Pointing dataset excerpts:
↓
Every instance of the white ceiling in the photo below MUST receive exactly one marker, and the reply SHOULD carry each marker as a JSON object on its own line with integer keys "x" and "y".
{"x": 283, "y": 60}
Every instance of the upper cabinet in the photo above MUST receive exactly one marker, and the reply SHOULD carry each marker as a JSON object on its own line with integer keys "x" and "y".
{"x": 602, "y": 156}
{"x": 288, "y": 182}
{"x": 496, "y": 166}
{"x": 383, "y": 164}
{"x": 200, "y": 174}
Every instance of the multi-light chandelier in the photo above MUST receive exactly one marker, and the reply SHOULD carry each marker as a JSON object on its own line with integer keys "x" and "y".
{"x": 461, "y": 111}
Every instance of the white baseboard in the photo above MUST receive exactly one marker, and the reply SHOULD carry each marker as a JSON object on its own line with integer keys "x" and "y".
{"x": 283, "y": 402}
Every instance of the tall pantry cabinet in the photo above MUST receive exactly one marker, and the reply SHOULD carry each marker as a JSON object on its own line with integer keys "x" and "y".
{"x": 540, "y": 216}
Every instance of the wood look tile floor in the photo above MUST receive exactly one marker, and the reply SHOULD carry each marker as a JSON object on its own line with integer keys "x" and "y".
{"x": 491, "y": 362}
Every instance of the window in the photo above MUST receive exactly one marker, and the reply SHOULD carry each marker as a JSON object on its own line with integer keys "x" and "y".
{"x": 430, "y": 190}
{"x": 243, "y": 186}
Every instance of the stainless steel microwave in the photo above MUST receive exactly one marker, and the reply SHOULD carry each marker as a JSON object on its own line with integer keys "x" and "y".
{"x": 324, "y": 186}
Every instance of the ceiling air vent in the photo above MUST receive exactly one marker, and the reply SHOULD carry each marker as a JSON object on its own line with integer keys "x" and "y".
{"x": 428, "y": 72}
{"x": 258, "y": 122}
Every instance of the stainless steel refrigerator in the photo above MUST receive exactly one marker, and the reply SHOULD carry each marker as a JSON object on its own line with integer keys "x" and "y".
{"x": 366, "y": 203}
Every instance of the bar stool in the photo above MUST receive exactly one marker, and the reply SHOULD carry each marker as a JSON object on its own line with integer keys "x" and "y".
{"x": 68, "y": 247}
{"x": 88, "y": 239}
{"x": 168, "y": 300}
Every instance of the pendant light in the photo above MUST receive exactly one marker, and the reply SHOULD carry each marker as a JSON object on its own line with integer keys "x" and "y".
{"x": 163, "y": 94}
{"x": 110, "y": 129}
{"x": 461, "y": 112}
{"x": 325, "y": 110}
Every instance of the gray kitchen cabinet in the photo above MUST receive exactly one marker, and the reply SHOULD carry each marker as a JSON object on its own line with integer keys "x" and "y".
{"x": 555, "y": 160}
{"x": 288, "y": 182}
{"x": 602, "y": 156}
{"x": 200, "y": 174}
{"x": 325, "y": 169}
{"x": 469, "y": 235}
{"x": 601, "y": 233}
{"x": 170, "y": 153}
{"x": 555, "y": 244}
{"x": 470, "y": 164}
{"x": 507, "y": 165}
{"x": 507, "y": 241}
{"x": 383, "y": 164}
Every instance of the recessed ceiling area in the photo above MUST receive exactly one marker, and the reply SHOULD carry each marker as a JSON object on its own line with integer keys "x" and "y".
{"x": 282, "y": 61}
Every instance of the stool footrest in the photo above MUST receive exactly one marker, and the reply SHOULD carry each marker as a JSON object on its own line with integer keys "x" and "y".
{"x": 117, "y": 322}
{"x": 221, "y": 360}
↑
§ **TO BE DONE**
Extract the complete data, matching each line exactly.

§ **SOLUTION FOR THIS TASK**
Every instance of the white ceiling in the photo below MUST receive exactly one marker, and the reply SHOULD carry each marker as a JSON object on its own line with integer keys "x" and "y".
{"x": 283, "y": 60}
Every instance of the upper cabinet in the photo above MUST receive exactly one marker, and the reply SHOULD carry each marker as a JSON object on its own line with integer keys "x" and "y".
{"x": 602, "y": 156}
{"x": 288, "y": 182}
{"x": 496, "y": 166}
{"x": 383, "y": 164}
{"x": 200, "y": 174}
Every instance of the multi-light chandelier in the photo above MUST receive exactly one marker, and the reply SHOULD carry each marker as a JSON object on its own line with integer keys "x" and "y".
{"x": 461, "y": 111}
Every instance of the white baseboard in the photo above MUST receive exactly one marker, and the reply SHOULD carry each marker as a JSON object on its own line with integer keys "x" and "y".
{"x": 283, "y": 402}
Every instance of the tall pantry cabinet in the photo above MUST receive exactly one marker, and the reply SHOULD carry each marker as a JSON object on its own line with integer keys "x" and "y".
{"x": 540, "y": 216}
Every instance of the wood look tile floor in the photo above MUST receive exactly one marker, and the reply SHOULD carry each marker as a JSON object on its own line with integer keys "x" and "y".
{"x": 491, "y": 362}
Every instance of the window in the photo above MUST receive exactly one marker, and the reply SHOULD carry each marker as a JSON object on its own line with integer keys "x" and "y".
{"x": 430, "y": 190}
{"x": 243, "y": 186}
Every instance of the stainless steel microwave in the photo above MUST receive exactly one marker, and the reply SHOULD carry each marker as a JSON object on its own line with integer keys "x" and "y".
{"x": 324, "y": 186}
Every instance of the ceiling air vent in the photo above MUST receive exactly one marker, and the reply SHOULD carry each marker as a JSON object on its own line with integer keys "x" and "y".
{"x": 428, "y": 72}
{"x": 258, "y": 122}
Every instance of the stainless steel refrigerator in the photo above MUST receive exactly one marker, and the reply SHOULD carry each marker as a JSON object on its own line with integer keys "x" and "y".
{"x": 366, "y": 203}
Every instance of the bar stool in the photo above MUST receive exactly one marker, and the reply SHOULD carry each marker as a JSON object on its own line with integer keys "x" and "y".
{"x": 68, "y": 247}
{"x": 88, "y": 239}
{"x": 168, "y": 300}
Every instance of the pendant light in the photo above MUST receive exactly one marker, and the reply SHOULD carry each marker as a JSON object on its own line with integer keys "x" and "y".
{"x": 163, "y": 94}
{"x": 110, "y": 129}
{"x": 461, "y": 112}
{"x": 325, "y": 110}
Every instance of the gray kitchen cabinet in the photo above MUST receive exactly one marker, and the reply SHOULD carry each marker as a JSON object on its own line with integer keys "x" and "y".
{"x": 555, "y": 160}
{"x": 288, "y": 182}
{"x": 602, "y": 156}
{"x": 200, "y": 174}
{"x": 325, "y": 169}
{"x": 469, "y": 235}
{"x": 601, "y": 233}
{"x": 170, "y": 153}
{"x": 555, "y": 244}
{"x": 470, "y": 164}
{"x": 507, "y": 165}
{"x": 507, "y": 241}
{"x": 383, "y": 164}
Every instance of the recessed ceiling area in the photo above MUST receive exactly one marker, and the reply SHOULD carry each marker as a JSON object on its own line with integer keys "x" and "y".
{"x": 282, "y": 61}
Every instance of the stool footrest in the photo above MUST receive exactly one marker, and the reply SHOULD carry each marker as a JSON object on its own line with integer keys "x" and "y".
{"x": 117, "y": 322}
{"x": 221, "y": 360}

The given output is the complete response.